▸ **FRAGMENTO SELECCIONADO**
──────────────────────────────

Hasta hace unos cuantos días, tenía pensado que los mendigos más o menos mágicos sólo aparecían en las películas de Hollywood, como una representación de que todo es posible en la vida, sobre todo si la vida sucede en los Estados Unidos, la tierra de promisión por excelencia, en especial si uno profesa a los Estados Unidos una fe inquebrantable como tierra de promisión.

Me refiero a uno de esos mendigos que pide limosna en el metro de Nueva York, con un violín en las manos, tocando de vez en cuando alguna pieza clásica con virtuosismo, hasta que alguien descubre, por ejemplo, que es el primer violín de la Orquesta Sinfónica de Moscú, huido de un hospital ruso después de padecer un episodio de amnesia selectiva, y aparecido por arte de birlibirloque en las calles de Manhattan. O a ese otro sin techo que duerme entre cartones bajo un puente del Bronx, pero que en realidad es un poeta surrealista sueco -valga la redundancia-, que terminará invitado por la Universidad de Harvard, para impartir las Charles Eliot Norton Lectures.

A todos nos encantan las historias extravagantes de individuos fuera de lugar, porque nos sugieren el carácter insólito de la realidad, la naturaleza estrambótica del mundo. No se trata de que todo sea posible, sino de que es posible todo: todo llega a convertirse, en un determinado momento, en un hecho particular, aunque no siempre podamos percibirlo. Ya sea en forma de acto o bajo especie de pensamiento, todo acaba por cobrar forma. Las apariciones estrambóticas de estrambóticos personajes nos hacen sospechar, o temer, o anhelar, que nosotros también formamos parte de la estrambótica compañía teatral del universo.

El caso es que desde hace una semanas cuento con mi particular mendigo mágico.

En la calle del Ensanche en la que vivo, veía hasta hoy por lo común a una antigua pareja de jóvenes mendigos rumanos (un hombre y una mujer), a la puerta de Mercadona, que se turnan en su guardia. Lo normal es que sea ella la que se sienta sobre una pila de cajas de plátanos vacías, mientras agita un vaso con monedas al paso de la gente, y murmura unas palabras en español, con esa fonética dulzona que tiene su lengua. Se han convertido en un elemento más del paisaje desde hace años, como los árboles, los coches aparcados, las motocicletas y los comercios.

En la encrucijada de Almirante Cadarso y Conde de Altea, un grupo de rusos ha monopolizado el oficio de gorrillas, para señalar a los coches los aparcamientos libres. Siempre llevan una botella o un brik de vino en la mano, y es normal escucharlos discutir a voz en grito.

Pero desde hace un tiempo, por las tardes, se instala en la ventana de la Farmacia Benavent, también en Almirante Cadalso, para aprovechar la luz artificial, un mendigo lector. Siempre lleva entre las manos algún grueso volumen. Ni es bronco ni empalagoso. Está como ausente: como está cualquier lector durante el acto de leer. En otra parte: en parte alguna. Ayer mismo andaba enfrascado -lo pude ver con claridad- en el magnífico libro de Lawrence de Arabia, Los siete pilares de la sabiduría.

Le dejo monedas siempre, pero no me atrevo a preguntarle nada, para que todas las posibilidades de la realidad sigan intactas en mi imaginación.

──────────────────────────────

▸ **REGISTROS DEL CONJUNTO**
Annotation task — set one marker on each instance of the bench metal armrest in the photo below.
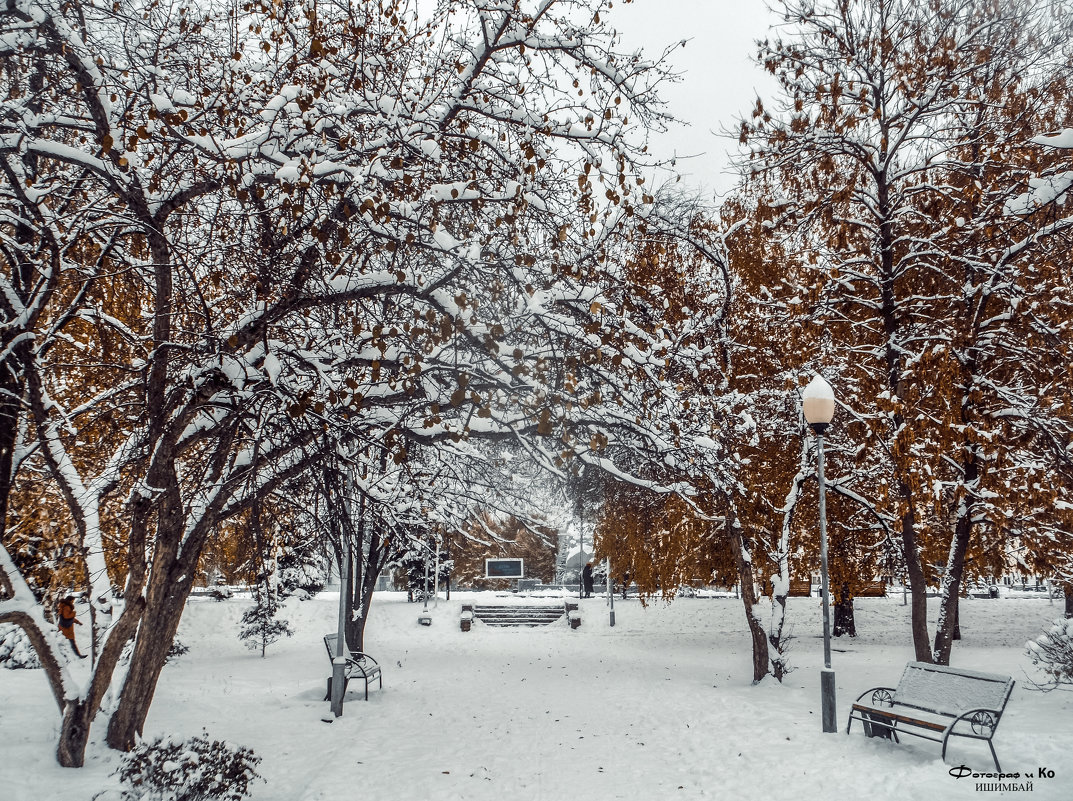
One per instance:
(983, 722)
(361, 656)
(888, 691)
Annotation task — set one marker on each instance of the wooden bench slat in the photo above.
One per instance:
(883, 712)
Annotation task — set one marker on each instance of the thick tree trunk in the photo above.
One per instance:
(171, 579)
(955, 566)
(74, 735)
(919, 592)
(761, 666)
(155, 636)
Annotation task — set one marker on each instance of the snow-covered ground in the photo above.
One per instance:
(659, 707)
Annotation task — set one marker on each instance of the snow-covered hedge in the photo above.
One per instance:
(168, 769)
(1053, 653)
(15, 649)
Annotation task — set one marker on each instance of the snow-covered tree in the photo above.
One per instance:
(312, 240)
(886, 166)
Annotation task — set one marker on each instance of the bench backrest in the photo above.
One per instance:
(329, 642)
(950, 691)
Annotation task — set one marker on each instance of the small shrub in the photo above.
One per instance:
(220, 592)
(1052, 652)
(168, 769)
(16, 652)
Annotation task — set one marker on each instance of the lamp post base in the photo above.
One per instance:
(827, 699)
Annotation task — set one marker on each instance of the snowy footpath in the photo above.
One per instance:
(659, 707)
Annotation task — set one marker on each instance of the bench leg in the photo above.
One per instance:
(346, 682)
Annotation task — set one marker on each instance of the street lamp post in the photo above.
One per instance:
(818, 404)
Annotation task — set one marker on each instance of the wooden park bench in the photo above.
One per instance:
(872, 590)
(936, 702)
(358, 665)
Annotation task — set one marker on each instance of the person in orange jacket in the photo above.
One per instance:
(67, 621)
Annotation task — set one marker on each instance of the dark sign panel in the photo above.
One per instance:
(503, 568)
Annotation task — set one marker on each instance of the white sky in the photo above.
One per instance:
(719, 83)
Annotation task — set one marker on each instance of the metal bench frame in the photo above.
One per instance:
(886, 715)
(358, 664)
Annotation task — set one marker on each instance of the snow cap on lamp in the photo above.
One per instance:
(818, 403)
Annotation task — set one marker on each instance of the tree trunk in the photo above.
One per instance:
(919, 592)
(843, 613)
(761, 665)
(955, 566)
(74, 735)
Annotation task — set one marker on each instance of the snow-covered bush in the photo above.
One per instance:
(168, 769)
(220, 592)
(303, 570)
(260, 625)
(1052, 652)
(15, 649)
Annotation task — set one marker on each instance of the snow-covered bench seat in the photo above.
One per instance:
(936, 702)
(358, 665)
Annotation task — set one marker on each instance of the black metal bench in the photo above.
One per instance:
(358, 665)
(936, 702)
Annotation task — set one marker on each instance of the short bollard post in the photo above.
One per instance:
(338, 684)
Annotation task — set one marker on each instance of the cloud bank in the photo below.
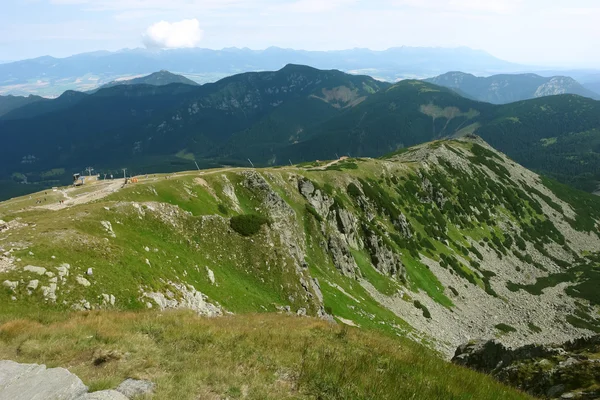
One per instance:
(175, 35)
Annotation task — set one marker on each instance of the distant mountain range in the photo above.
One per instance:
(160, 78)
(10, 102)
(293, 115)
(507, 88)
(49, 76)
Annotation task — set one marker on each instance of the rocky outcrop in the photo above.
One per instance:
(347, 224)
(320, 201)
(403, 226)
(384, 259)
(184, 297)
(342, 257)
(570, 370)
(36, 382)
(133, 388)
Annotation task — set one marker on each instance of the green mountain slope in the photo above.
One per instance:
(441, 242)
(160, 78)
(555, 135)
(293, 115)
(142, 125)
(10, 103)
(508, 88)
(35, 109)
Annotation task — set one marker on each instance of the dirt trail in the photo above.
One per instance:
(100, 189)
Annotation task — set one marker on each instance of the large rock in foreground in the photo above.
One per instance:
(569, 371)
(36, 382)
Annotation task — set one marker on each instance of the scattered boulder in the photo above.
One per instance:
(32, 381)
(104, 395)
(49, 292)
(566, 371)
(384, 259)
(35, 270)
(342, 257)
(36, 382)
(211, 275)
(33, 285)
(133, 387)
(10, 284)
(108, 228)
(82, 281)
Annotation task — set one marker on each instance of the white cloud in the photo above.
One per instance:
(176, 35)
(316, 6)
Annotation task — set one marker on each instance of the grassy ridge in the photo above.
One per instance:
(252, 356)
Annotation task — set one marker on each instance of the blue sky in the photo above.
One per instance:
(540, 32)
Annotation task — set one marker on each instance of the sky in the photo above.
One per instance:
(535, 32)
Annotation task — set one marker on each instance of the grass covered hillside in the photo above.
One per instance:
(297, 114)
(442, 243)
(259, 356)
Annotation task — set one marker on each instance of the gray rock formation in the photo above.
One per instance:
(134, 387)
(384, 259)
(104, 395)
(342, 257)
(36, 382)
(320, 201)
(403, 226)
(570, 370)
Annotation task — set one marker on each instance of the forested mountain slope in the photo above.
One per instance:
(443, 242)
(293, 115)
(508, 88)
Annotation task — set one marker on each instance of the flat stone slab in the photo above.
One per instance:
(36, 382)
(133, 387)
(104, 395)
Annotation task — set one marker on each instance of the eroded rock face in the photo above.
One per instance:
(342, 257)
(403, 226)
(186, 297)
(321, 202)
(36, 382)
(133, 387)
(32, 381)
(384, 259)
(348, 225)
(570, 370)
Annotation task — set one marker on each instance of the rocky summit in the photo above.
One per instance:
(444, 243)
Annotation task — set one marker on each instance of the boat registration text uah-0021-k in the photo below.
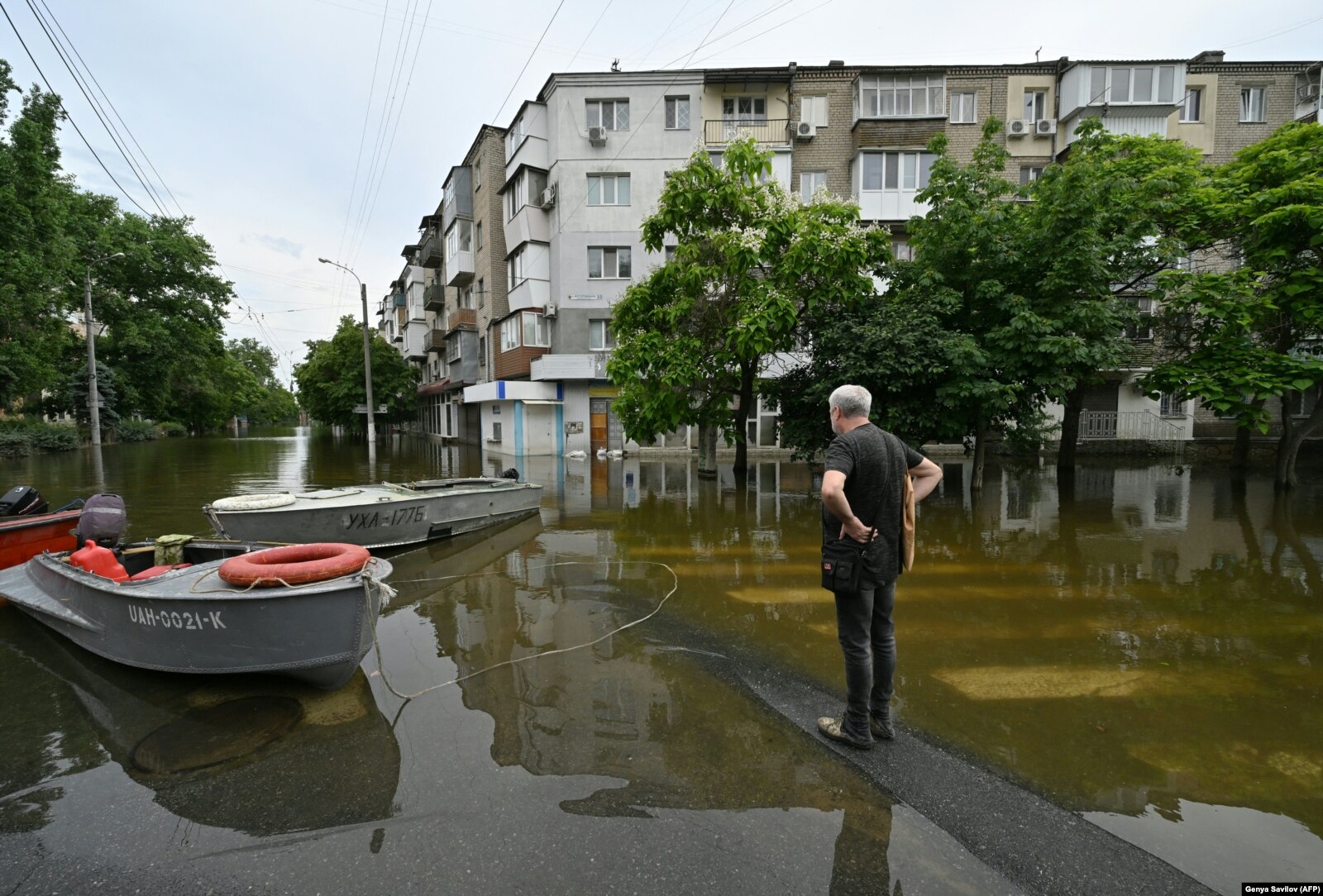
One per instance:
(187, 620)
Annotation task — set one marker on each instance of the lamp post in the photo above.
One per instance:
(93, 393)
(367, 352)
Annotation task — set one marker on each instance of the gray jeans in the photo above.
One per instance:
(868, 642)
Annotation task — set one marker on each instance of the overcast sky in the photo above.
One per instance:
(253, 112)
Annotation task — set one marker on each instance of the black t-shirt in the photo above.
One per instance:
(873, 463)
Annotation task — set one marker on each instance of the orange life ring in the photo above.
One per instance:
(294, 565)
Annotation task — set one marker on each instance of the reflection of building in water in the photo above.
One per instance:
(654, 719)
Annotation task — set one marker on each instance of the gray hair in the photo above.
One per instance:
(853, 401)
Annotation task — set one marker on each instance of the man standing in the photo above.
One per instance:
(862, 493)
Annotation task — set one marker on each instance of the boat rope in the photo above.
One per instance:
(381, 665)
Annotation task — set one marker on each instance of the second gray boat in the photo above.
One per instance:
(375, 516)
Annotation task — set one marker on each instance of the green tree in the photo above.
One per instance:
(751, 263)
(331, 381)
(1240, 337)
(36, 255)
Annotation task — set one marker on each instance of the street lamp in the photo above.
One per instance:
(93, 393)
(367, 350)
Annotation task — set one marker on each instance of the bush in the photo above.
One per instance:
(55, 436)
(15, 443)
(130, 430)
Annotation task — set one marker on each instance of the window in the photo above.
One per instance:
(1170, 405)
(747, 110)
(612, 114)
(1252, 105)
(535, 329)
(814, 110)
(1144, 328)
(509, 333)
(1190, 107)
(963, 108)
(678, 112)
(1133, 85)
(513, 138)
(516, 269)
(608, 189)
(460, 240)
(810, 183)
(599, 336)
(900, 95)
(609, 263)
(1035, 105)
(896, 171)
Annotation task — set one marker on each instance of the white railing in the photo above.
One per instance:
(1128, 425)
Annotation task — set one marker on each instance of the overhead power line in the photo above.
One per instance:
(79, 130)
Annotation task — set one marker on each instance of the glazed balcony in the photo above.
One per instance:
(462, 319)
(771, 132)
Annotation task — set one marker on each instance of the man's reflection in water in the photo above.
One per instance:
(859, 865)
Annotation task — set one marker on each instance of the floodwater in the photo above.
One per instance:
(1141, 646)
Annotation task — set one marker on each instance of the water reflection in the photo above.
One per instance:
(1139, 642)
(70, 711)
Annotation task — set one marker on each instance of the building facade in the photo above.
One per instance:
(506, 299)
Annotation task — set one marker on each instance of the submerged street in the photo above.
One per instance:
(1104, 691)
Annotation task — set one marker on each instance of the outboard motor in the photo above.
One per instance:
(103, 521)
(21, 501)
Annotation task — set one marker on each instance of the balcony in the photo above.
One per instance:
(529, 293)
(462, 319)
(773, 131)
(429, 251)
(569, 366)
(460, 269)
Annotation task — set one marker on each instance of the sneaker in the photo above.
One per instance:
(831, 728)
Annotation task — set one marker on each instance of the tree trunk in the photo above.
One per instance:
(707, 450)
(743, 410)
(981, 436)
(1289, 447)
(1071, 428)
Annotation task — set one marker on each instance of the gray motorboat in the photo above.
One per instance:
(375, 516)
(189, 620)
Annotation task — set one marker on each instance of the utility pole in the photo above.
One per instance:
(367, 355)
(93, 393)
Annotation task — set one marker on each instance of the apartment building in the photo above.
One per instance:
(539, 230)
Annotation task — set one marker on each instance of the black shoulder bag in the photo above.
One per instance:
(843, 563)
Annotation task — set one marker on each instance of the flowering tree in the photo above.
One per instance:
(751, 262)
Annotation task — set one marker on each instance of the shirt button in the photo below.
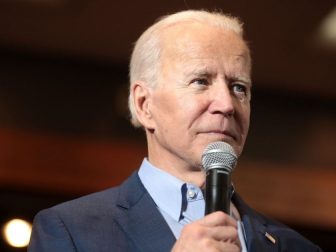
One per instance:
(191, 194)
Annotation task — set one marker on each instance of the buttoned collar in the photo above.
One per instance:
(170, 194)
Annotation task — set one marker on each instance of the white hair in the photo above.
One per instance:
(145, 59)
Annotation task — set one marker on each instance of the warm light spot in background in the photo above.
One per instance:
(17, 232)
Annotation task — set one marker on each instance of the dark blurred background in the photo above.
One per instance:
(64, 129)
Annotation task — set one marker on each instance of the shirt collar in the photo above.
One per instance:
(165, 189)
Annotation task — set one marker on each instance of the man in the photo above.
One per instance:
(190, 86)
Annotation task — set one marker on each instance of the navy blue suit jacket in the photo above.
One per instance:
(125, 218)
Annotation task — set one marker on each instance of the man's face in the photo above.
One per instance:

──────────────────────────────

▸ **CONSIGNA**
Reproduce literalmente el pasaje del texto sobre el mendigo lector que comienza en las palabras "A todos nos" y termina después de "teatral del universo.".

▸ **EJERCICIO RESUELTO**
A todos nos encantan las historias extravagantes de individuos fuera de lugar, porque nos sugieren el carácter insólito de la realidad, la naturaleza estrambótica del mundo. No se trata de que todo sea posible, sino de que es posible todo: todo llega a convertirse, en un determinado momento, en un hecho particular, aunque no siempre podamos percibirlo. Ya sea en forma de acto o bajo especie de pensamiento, todo acaba por cobrar forma. Las apariciones estrambóticas de estrambóticos personajes nos hacen sospechar, o temer, o anhelar, que nosotros también formamos parte de la estrambótica compañía teatral del universo.